**EXERCISE BRIEF**
Count the lines in the entries below that contain the word "sidewalk". Give only that number.

**Entries from a dataset**
-=-=-=-=-
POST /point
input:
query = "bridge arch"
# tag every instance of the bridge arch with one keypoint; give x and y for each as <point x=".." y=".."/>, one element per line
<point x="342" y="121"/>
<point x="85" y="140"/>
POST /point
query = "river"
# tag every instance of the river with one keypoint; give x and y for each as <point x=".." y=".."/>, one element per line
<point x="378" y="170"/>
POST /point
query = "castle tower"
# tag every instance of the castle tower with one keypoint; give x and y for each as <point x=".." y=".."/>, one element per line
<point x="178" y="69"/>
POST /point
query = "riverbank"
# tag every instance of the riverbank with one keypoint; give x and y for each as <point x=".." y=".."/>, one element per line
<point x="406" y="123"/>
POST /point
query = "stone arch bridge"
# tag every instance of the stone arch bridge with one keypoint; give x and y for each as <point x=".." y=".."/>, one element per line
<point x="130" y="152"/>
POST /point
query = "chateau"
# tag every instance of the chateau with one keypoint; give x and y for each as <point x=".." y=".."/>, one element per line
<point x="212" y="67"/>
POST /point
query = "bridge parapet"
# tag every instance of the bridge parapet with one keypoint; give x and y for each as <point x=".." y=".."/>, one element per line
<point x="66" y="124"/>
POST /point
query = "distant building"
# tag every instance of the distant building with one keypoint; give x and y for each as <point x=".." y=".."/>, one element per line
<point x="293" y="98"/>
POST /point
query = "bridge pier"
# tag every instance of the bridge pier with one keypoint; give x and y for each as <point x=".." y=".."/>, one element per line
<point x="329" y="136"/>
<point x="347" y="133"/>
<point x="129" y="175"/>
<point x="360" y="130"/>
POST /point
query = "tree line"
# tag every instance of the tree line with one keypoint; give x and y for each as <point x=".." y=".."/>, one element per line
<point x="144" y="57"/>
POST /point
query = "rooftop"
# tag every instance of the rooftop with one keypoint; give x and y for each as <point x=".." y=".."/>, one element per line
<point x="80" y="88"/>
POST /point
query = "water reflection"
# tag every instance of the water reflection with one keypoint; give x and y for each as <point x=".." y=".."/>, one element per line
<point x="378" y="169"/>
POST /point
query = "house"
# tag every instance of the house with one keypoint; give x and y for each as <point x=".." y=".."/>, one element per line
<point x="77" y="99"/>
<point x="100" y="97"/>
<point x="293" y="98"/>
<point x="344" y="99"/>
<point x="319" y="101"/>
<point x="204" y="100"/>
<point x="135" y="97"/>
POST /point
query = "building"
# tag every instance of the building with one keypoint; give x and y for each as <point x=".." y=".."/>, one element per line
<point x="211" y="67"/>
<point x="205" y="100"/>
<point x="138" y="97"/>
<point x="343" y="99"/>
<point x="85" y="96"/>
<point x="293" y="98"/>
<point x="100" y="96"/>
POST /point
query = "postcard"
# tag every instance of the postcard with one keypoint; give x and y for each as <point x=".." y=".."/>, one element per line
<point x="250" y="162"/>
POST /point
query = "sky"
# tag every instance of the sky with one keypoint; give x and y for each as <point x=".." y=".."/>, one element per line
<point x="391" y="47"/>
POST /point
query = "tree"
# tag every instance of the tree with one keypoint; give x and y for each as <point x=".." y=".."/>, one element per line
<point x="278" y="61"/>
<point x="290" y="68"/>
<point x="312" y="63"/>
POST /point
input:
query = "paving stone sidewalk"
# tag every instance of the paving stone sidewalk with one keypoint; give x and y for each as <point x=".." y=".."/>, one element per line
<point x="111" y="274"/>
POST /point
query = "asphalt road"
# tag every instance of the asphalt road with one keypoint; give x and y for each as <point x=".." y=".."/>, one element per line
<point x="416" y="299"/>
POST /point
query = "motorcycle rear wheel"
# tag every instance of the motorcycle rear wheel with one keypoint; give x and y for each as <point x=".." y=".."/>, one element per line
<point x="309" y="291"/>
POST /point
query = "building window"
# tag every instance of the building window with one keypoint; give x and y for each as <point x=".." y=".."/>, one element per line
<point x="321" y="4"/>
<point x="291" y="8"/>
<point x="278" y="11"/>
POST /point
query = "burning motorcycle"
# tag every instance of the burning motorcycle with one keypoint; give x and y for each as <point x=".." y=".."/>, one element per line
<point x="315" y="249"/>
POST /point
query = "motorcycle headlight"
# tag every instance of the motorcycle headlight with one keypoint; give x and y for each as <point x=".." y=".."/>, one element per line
-=-=-=-=-
**FINAL ANSWER**
2